> [PAGE EXTRACT]
== == ==

I'm in the process of moving across the country. I am probably not going to release Unjust Depths for a bit. Possibly we'll be back in late November for A Very Gertrude Christmas-- I'll hopefully be settled in a new and fully furnished home at around that time and be able to write stress-free. Wish me luck! I am kind of taking the current situation as a chance to recharge the creative juices and not pushing it (as much as I can). I've been a bit of a workaholic on Unjust Depths the past few years-- I want to rediscover writing for fun rather than a "job." Even in the past few chapters of Unjust Depths, I've still felt that habitual "pressure" to get something done on a certain date. It'll take some time to disabuse myself of that notion.
In the meantime: there is a podcast about Unjust Depths called "All Union Radio." It's been really interesting hearing from people deep-reading my writing. If you haven't listened to it, you should! When I first saw it, I thought, "oh dear, I hope they do not get into too much trouble with people due to reading my work, which features a lot of troubling things." But I think they can handle it. Looking forward to the audience collectively getting to Violet Lehner.

== == ==

> [SUPPLIED ENTRIES]

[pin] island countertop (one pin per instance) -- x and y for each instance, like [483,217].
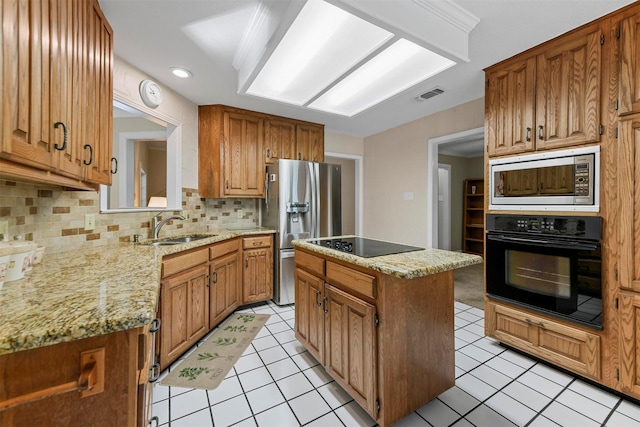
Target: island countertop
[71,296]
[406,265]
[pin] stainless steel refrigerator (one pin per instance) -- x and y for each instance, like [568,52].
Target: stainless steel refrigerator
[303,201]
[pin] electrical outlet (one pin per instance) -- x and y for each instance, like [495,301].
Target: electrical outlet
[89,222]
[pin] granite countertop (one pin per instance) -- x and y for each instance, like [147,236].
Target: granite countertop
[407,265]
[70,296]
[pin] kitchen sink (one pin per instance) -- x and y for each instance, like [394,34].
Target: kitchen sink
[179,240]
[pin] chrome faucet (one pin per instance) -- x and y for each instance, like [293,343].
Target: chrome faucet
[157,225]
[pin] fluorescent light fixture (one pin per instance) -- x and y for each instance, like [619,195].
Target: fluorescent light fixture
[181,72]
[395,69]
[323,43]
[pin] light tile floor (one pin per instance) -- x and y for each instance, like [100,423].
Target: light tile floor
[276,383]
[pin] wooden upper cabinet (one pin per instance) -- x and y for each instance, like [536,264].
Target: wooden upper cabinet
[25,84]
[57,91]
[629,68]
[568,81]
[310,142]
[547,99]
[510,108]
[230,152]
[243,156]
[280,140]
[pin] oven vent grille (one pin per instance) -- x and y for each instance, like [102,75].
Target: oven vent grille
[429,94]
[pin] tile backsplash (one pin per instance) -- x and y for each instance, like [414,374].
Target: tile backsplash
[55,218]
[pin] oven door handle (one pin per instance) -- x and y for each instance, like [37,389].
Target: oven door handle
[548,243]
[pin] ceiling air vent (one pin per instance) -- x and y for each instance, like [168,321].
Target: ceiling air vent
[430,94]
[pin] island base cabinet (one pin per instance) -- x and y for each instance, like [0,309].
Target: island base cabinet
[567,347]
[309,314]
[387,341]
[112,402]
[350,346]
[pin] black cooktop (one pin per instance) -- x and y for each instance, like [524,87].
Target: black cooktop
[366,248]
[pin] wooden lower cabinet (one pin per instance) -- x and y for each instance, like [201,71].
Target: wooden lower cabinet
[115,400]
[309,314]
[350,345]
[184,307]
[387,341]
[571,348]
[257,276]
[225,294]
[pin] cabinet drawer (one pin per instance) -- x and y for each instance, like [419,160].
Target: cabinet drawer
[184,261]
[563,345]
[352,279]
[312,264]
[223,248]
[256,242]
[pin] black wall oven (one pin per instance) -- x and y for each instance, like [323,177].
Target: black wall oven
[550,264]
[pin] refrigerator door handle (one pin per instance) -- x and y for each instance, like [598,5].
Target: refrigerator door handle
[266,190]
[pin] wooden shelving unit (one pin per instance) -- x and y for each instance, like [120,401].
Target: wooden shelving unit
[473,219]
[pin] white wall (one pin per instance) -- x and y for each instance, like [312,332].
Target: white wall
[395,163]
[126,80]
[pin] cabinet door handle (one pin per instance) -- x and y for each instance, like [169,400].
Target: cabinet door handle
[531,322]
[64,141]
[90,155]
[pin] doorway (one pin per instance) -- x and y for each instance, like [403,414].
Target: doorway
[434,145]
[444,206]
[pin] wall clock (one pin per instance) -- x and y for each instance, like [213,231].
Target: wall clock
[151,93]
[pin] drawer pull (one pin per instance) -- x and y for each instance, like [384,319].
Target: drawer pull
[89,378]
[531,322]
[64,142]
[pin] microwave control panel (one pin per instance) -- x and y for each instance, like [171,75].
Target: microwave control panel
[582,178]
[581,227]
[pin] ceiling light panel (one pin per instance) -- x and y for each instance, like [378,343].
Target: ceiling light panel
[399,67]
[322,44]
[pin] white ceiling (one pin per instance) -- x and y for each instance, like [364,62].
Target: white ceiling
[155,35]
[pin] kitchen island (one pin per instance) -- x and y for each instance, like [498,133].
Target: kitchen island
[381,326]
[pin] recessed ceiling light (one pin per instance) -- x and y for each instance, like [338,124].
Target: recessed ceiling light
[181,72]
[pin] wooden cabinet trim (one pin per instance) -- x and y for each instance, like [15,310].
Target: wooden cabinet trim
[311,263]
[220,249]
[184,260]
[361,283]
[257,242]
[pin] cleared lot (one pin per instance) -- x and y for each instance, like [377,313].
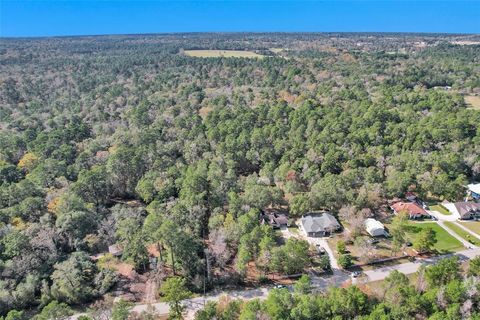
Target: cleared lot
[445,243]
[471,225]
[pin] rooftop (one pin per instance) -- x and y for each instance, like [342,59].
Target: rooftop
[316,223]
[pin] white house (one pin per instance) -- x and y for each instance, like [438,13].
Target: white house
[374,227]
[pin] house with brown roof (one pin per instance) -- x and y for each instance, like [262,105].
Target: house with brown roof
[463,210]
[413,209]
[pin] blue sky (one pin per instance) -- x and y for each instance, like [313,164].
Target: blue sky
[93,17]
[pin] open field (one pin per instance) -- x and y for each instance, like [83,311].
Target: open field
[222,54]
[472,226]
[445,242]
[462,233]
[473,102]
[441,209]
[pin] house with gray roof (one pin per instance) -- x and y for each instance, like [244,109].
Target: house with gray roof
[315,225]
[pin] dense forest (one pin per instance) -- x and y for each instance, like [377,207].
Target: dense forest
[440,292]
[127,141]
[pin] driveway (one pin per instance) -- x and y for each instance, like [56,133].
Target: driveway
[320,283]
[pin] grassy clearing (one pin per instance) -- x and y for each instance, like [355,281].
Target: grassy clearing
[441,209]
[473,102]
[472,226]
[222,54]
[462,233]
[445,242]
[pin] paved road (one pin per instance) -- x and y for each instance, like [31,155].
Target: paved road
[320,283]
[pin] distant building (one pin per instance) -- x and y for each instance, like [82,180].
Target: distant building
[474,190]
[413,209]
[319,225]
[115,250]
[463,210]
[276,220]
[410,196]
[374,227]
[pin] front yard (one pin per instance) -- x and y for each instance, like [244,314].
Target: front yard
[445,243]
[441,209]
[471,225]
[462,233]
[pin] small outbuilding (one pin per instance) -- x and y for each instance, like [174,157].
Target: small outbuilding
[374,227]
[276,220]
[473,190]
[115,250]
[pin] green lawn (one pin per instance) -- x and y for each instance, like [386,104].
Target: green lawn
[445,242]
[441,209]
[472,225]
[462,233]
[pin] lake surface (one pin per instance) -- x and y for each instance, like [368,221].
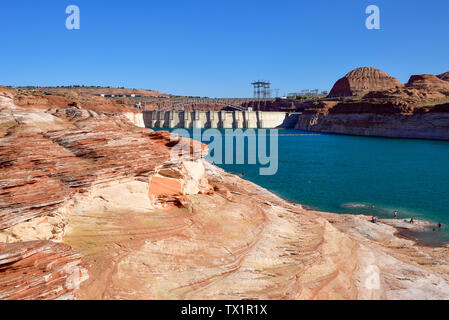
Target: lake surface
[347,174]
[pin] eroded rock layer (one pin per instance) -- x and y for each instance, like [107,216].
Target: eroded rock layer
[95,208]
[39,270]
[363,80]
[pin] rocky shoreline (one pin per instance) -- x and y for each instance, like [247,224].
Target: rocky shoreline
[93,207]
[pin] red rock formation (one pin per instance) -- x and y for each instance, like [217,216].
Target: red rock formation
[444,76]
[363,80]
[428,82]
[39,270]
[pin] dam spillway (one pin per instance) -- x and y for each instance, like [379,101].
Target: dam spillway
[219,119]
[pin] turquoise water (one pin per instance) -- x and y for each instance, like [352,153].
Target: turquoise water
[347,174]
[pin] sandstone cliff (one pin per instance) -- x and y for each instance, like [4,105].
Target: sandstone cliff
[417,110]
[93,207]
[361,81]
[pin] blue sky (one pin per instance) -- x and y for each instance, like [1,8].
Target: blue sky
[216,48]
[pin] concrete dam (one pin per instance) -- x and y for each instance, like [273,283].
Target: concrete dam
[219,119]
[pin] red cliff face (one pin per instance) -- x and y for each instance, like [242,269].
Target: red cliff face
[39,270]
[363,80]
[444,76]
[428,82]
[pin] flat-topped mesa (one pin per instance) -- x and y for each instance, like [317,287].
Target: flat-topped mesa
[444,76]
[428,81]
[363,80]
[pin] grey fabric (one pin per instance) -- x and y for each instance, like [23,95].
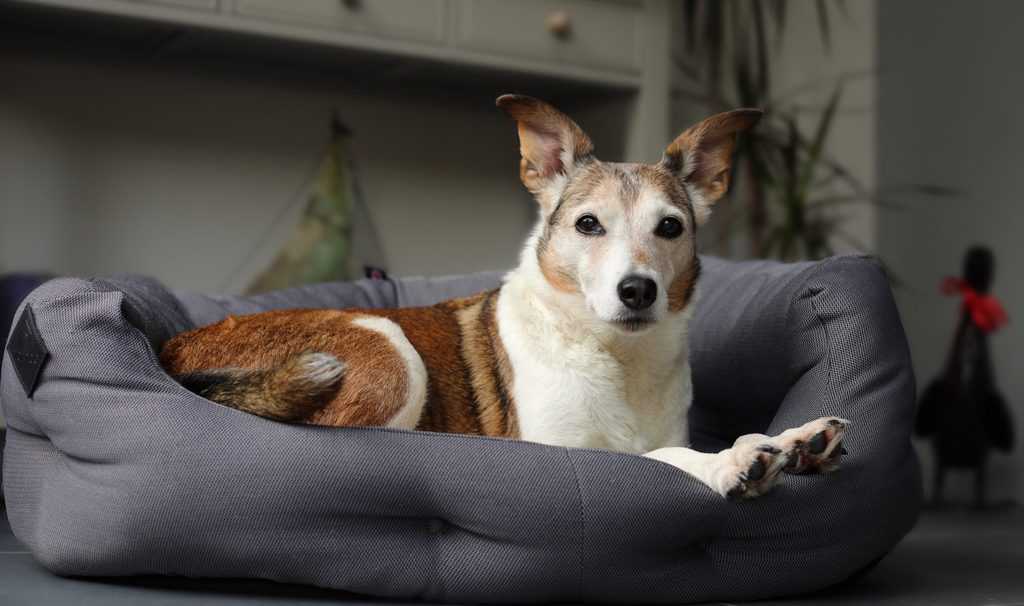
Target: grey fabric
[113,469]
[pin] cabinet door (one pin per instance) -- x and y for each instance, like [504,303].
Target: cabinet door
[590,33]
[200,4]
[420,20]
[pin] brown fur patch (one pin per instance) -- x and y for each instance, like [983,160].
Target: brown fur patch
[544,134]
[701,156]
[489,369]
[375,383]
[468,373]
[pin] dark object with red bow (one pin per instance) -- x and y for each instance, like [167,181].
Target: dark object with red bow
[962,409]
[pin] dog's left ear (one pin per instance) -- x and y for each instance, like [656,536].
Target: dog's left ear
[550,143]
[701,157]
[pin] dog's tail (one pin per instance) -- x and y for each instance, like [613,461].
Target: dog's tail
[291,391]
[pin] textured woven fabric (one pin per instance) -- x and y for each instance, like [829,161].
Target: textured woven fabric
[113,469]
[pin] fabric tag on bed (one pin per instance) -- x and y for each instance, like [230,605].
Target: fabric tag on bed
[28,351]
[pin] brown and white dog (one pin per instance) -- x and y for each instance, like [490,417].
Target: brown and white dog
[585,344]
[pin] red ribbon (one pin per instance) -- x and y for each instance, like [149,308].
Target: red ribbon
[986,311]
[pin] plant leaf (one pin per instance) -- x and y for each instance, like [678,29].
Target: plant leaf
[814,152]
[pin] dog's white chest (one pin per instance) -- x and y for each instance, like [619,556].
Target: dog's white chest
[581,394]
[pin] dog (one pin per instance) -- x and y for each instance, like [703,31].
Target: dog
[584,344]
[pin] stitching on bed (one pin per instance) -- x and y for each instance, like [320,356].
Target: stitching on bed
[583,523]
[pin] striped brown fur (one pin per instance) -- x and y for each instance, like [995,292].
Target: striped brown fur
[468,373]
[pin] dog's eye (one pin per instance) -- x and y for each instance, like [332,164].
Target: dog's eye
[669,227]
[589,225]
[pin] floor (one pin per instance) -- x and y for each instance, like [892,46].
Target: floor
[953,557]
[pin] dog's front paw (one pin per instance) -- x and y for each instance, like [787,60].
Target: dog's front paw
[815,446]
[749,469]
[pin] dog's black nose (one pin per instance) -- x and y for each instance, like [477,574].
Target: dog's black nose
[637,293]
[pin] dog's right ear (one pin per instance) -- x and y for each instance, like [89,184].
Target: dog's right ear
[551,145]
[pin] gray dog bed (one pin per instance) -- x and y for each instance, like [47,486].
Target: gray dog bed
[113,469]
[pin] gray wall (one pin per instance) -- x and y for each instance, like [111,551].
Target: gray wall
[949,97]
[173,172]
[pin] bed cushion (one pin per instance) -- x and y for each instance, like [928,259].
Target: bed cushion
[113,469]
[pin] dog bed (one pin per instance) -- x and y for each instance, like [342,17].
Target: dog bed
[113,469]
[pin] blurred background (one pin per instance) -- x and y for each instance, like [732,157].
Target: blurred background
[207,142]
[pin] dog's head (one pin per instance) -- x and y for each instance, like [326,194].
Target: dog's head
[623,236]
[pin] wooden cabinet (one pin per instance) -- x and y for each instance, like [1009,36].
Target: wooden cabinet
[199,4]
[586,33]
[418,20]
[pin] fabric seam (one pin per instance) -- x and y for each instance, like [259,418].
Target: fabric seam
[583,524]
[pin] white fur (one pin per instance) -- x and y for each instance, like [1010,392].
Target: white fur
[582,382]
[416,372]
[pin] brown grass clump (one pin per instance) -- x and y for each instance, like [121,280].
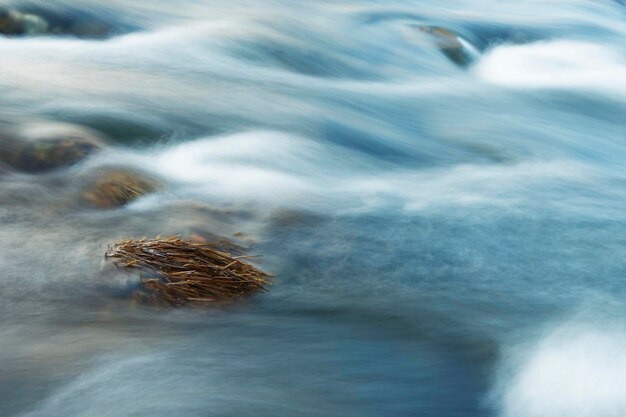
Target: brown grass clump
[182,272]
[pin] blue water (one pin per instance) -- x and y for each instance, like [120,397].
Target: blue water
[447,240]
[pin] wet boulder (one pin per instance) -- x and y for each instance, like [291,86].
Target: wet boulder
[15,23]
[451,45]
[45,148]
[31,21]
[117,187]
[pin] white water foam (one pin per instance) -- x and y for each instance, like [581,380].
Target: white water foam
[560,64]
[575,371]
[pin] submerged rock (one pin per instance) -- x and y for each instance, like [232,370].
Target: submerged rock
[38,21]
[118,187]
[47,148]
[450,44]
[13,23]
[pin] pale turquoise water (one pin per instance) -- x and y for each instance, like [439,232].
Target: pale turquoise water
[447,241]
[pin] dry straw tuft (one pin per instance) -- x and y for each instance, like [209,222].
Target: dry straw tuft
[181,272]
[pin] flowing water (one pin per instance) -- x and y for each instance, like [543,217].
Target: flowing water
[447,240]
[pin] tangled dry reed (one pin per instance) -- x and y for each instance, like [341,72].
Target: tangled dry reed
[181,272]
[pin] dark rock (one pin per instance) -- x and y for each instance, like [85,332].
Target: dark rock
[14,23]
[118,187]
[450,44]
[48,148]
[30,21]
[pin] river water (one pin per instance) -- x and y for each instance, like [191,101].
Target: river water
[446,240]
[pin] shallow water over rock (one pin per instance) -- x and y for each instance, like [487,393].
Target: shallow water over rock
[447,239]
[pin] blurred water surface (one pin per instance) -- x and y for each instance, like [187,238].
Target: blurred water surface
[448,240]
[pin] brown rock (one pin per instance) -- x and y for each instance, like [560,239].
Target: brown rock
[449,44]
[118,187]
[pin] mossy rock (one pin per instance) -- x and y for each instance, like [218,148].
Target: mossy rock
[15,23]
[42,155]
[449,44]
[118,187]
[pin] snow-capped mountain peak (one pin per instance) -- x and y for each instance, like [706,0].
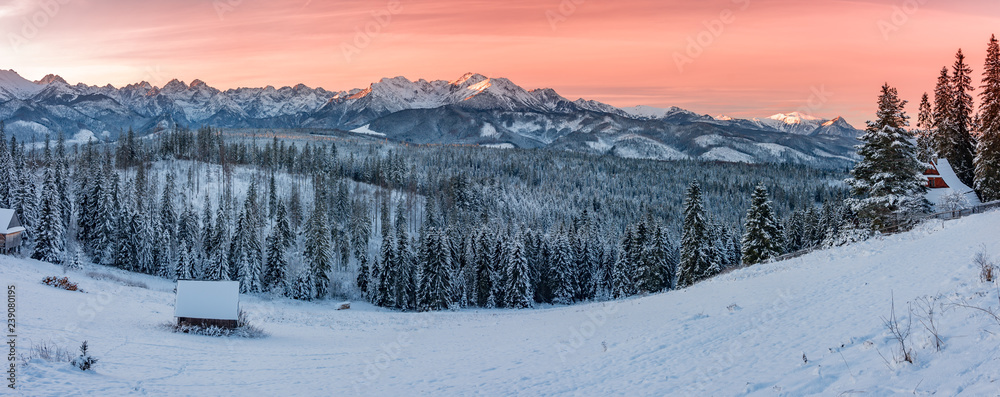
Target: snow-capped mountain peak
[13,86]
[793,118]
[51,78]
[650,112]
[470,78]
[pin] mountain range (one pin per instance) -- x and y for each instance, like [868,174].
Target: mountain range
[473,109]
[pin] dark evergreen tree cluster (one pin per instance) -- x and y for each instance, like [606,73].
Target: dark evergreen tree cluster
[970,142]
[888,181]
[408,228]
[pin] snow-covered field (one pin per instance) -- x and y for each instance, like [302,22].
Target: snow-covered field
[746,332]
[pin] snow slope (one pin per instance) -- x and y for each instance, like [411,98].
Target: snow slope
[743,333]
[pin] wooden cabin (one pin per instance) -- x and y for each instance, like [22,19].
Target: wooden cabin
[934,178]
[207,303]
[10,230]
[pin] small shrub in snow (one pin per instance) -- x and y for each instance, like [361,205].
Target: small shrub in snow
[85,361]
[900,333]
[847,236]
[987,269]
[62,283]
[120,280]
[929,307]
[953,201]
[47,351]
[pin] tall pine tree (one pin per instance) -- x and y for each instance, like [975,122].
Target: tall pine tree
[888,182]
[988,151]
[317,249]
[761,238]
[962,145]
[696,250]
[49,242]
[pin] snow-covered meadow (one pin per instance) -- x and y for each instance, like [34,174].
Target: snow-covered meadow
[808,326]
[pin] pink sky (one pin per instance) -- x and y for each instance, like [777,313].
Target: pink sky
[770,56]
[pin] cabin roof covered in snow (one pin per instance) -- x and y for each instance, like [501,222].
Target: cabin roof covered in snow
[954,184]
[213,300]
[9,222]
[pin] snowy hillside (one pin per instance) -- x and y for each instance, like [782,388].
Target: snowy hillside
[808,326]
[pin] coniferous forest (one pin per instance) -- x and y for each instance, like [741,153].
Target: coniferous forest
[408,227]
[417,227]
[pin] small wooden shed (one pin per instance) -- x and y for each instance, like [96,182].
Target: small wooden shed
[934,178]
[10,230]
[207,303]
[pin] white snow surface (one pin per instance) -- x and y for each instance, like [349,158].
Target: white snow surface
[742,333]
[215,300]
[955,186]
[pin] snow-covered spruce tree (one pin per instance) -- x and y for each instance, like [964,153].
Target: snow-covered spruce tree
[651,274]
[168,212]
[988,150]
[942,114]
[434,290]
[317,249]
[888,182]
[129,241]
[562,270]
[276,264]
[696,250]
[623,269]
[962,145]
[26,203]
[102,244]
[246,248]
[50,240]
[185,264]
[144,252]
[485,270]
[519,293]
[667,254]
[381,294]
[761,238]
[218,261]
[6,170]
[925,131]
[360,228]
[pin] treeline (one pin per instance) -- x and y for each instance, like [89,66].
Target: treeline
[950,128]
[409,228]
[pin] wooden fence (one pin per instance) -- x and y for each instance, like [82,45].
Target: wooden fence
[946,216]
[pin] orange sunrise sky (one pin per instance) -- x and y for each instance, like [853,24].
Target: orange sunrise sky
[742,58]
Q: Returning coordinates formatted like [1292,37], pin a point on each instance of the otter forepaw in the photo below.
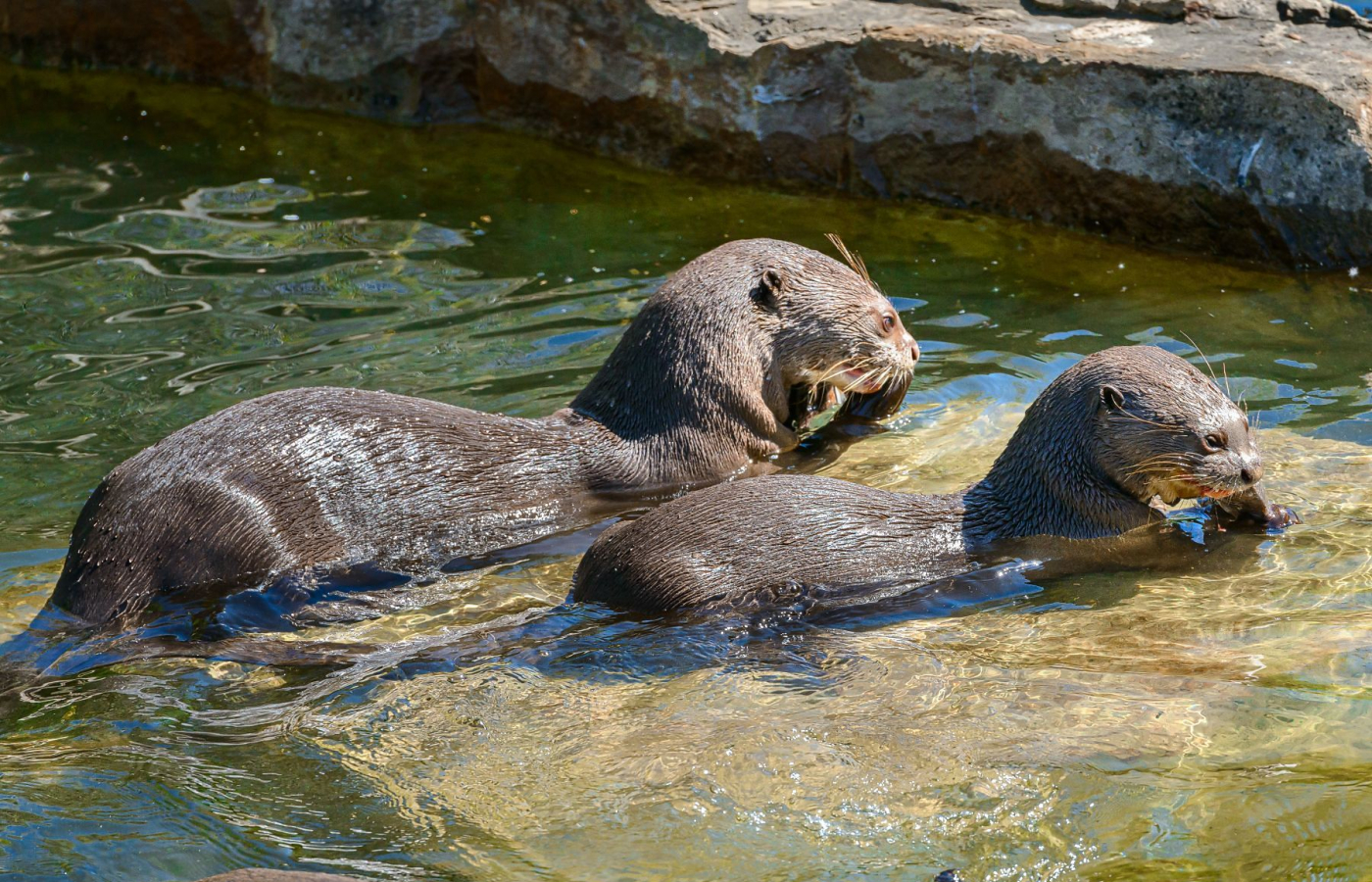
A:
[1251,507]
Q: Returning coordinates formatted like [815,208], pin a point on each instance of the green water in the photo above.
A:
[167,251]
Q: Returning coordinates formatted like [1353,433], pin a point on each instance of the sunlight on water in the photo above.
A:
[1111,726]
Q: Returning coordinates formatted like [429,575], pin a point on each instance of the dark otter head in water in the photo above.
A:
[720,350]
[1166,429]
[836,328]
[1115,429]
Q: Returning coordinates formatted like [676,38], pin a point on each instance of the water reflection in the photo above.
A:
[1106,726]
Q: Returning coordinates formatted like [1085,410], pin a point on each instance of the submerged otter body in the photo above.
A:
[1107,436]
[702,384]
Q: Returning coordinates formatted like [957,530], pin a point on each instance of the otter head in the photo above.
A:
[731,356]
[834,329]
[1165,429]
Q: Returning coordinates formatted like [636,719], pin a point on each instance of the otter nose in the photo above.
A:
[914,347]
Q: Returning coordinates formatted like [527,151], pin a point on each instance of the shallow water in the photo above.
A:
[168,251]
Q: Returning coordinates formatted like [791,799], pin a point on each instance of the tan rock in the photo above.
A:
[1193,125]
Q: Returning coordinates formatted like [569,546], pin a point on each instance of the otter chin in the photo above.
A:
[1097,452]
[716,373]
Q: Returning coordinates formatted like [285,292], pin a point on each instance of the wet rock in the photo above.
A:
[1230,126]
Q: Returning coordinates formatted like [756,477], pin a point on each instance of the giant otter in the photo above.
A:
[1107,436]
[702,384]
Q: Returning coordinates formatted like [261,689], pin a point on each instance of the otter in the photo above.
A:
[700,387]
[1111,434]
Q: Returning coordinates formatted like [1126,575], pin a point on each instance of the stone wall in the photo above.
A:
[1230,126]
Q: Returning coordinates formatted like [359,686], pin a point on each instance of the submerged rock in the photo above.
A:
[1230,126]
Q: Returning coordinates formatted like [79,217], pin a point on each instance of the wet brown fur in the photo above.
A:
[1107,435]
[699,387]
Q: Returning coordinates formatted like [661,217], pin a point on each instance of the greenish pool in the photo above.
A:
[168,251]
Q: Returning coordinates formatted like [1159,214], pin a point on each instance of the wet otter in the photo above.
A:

== == ==

> [EXERCISE AIM] Summarize the post in two sentences. The entries have no connection to the post.

> [TASK ANSWER] While moving across the country, the writer is holding off on releasing Unjust Depths and may return in late November with A Very Gertrude Christmas. Meanwhile, the writer recommends "All Union Radio," a podcast about Unjust Depths, and looks forward to its audience reaching Violet Lehner.